■ **EXTRACT PROVIDED**
· · · · ·
On the matter of exhaustion of administrative remedies, TERELAY asserts that the petition for mandamus filed by Cecilia Yulo was premature because she failed to exhaust all available remedies before filing the instant petition. The Court disagrees. A writ of mandamus is a remedy provided by law where despite the stockholder's request for record inspection, the corporation still refuses to allow the stockholder the right to inspect. In the instant case, Cecilia Yulo, through counsel, sent a letter request, dated September 14, 1999, for inspection of corporate records, books of accounts and other financial records, but the same was denied by TERELAY through counsel, in its reply-letter, dated September 15, 1999. Appellee Yulo sent another letter, dated September 16, 1999, reiterating the same request but the same was again denied by TERELAY in a reply-letter dated September 17, 1999. Clearly then, appellee Yulo's right is not pre-mature and may be enforced by a writ of mandamus.
· · · · ·
■ **REQUEST 1**
Translate this sentence from the mandamus excerpt into Spanish: "A writ of mandamus is a remedy provided by law where despite the stockholder's request for record inspection, the corporation still refuses to allow the stockholder the right to inspect."
The records have no connection to the mandamus excerpt.

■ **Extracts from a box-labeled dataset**
· · · · ·
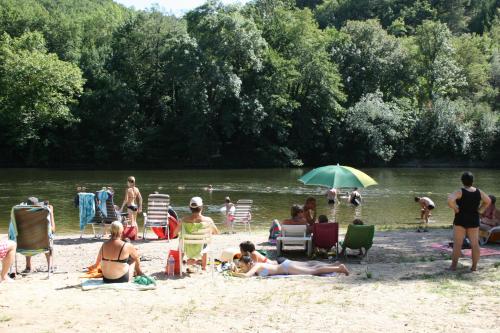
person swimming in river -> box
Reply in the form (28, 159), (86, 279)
(121, 176), (142, 228)
(415, 197), (436, 232)
(326, 187), (338, 205)
(233, 256), (349, 277)
(347, 187), (361, 207)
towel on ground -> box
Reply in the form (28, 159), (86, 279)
(431, 243), (500, 257)
(81, 265), (102, 279)
(82, 279), (156, 291)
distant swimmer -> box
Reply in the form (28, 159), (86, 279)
(415, 197), (436, 232)
(347, 187), (361, 207)
(326, 187), (338, 205)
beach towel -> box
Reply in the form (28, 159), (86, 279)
(256, 273), (339, 279)
(9, 205), (52, 257)
(96, 190), (109, 217)
(81, 280), (156, 291)
(80, 265), (102, 279)
(431, 243), (500, 257)
(78, 193), (95, 230)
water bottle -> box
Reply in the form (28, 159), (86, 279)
(167, 255), (175, 276)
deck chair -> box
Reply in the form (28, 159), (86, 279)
(179, 223), (215, 276)
(342, 224), (375, 256)
(9, 205), (53, 278)
(276, 225), (312, 257)
(312, 223), (339, 256)
(231, 199), (253, 233)
(84, 190), (126, 238)
(479, 226), (500, 245)
(142, 193), (170, 241)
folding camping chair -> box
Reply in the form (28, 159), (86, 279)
(276, 224), (312, 257)
(142, 193), (170, 241)
(231, 199), (253, 233)
(9, 205), (54, 278)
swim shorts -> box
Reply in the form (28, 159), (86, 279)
(127, 205), (139, 212)
(0, 242), (9, 260)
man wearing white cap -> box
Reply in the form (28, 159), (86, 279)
(174, 197), (219, 270)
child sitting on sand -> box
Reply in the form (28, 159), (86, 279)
(240, 241), (276, 264)
(318, 215), (328, 223)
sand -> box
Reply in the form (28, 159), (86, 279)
(0, 229), (500, 333)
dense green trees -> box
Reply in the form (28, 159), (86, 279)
(0, 0), (500, 167)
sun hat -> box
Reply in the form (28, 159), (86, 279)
(189, 197), (203, 208)
(27, 197), (39, 205)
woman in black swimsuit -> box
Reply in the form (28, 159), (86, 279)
(448, 171), (491, 271)
(89, 221), (144, 283)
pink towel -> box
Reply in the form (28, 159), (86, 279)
(431, 243), (500, 257)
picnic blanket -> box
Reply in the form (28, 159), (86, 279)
(82, 280), (156, 291)
(431, 243), (500, 257)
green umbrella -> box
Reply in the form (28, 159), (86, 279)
(299, 164), (377, 188)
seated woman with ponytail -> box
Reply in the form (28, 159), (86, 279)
(240, 241), (276, 264)
(89, 221), (144, 283)
(233, 256), (349, 277)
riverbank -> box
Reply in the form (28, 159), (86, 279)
(0, 229), (500, 332)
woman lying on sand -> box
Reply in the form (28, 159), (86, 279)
(233, 256), (349, 277)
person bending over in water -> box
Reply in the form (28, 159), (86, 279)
(89, 221), (144, 283)
(415, 197), (436, 232)
(0, 240), (17, 282)
(240, 241), (277, 264)
(121, 176), (142, 228)
(347, 187), (361, 207)
(326, 187), (338, 205)
(233, 256), (349, 277)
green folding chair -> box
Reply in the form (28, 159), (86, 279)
(341, 224), (375, 256)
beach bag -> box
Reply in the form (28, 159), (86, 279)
(122, 225), (137, 240)
(269, 219), (281, 244)
(165, 250), (181, 275)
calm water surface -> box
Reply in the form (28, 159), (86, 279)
(0, 168), (500, 233)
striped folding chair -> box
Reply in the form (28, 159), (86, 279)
(231, 199), (253, 233)
(142, 193), (170, 241)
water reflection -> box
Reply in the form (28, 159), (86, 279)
(0, 169), (500, 232)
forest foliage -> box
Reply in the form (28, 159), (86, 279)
(0, 0), (500, 168)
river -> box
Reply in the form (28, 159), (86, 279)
(0, 168), (500, 233)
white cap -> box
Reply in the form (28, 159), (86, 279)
(189, 197), (203, 208)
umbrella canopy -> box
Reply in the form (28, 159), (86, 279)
(299, 165), (377, 188)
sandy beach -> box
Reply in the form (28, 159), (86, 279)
(0, 229), (500, 333)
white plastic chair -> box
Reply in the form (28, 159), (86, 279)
(276, 224), (312, 256)
(142, 193), (170, 241)
(231, 199), (253, 233)
(179, 226), (215, 276)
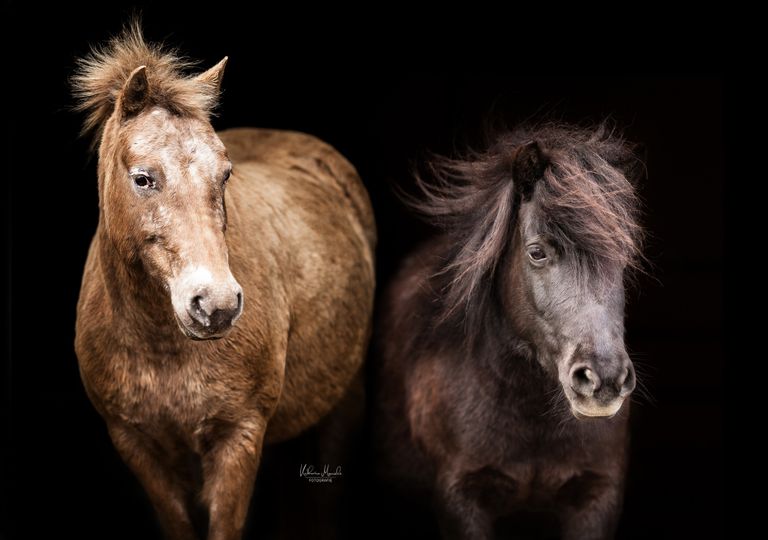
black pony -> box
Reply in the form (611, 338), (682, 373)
(374, 125), (642, 539)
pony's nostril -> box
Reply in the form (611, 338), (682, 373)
(190, 295), (205, 315)
(571, 367), (600, 397)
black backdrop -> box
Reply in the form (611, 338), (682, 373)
(3, 8), (724, 538)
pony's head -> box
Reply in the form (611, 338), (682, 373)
(418, 126), (642, 418)
(73, 24), (243, 339)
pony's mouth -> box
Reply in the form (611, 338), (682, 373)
(174, 314), (232, 341)
(568, 399), (624, 420)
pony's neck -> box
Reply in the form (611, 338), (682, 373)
(96, 220), (183, 340)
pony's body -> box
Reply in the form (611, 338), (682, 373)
(75, 30), (375, 540)
(374, 127), (639, 539)
(77, 125), (374, 442)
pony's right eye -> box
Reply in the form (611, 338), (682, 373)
(528, 244), (547, 264)
(133, 174), (155, 189)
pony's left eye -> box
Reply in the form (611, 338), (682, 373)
(528, 244), (547, 263)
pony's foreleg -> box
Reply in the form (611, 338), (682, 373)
(108, 423), (197, 540)
(203, 418), (267, 540)
(561, 483), (623, 540)
(435, 477), (493, 540)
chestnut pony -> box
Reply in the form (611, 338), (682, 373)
(373, 125), (642, 539)
(73, 24), (376, 540)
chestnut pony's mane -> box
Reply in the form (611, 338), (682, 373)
(71, 21), (218, 143)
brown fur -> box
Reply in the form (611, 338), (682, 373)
(75, 26), (375, 540)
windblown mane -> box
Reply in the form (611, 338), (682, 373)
(406, 124), (643, 340)
(71, 21), (218, 142)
· · · · ·
■ **REQUEST 2**
Reproduce the records exactly, from the line with "black backdrop -> box" up to and including the final line of the records.

■ **COMPLETE RESPONSE 1**
Un auto de mandamus es un recurso previsto por la ley cuando, pese a la solicitud del accionista de inspeccionar los registros, la corporación sigue negándose a concederle al accionista el derecho de inspección.

■ **COMPLETE RESPONSE 2**
black backdrop -> box
Reply in the form (611, 338), (682, 373)
(3, 8), (724, 538)
pony's head -> box
Reply in the form (611, 338), (682, 373)
(418, 126), (642, 418)
(73, 24), (243, 339)
pony's mouth -> box
Reply in the form (611, 338), (682, 373)
(174, 314), (232, 341)
(568, 399), (624, 420)
pony's neck -> box
Reply in the form (611, 338), (682, 373)
(96, 220), (183, 340)
pony's body -> box
Reply in the form (611, 338), (682, 373)
(75, 30), (375, 540)
(374, 127), (639, 539)
(77, 125), (374, 442)
pony's right eye -> box
Reply in the form (611, 338), (682, 373)
(528, 244), (547, 264)
(133, 174), (155, 189)
pony's left eye -> box
Reply in the form (611, 338), (682, 373)
(528, 244), (547, 263)
pony's foreleg -> box
Reply in the form (611, 338), (682, 373)
(108, 423), (197, 540)
(203, 418), (267, 540)
(561, 483), (623, 540)
(435, 477), (493, 540)
chestnut pony -> box
Reply in the form (611, 338), (682, 373)
(373, 125), (642, 539)
(73, 24), (376, 540)
chestnut pony's mane -> box
Reply in the form (611, 338), (682, 373)
(71, 21), (218, 143)
brown fur -> box
Reply in the form (611, 338), (682, 373)
(75, 26), (375, 540)
windblown mane -> box
Reply in the form (611, 338), (682, 373)
(406, 124), (643, 340)
(71, 21), (218, 142)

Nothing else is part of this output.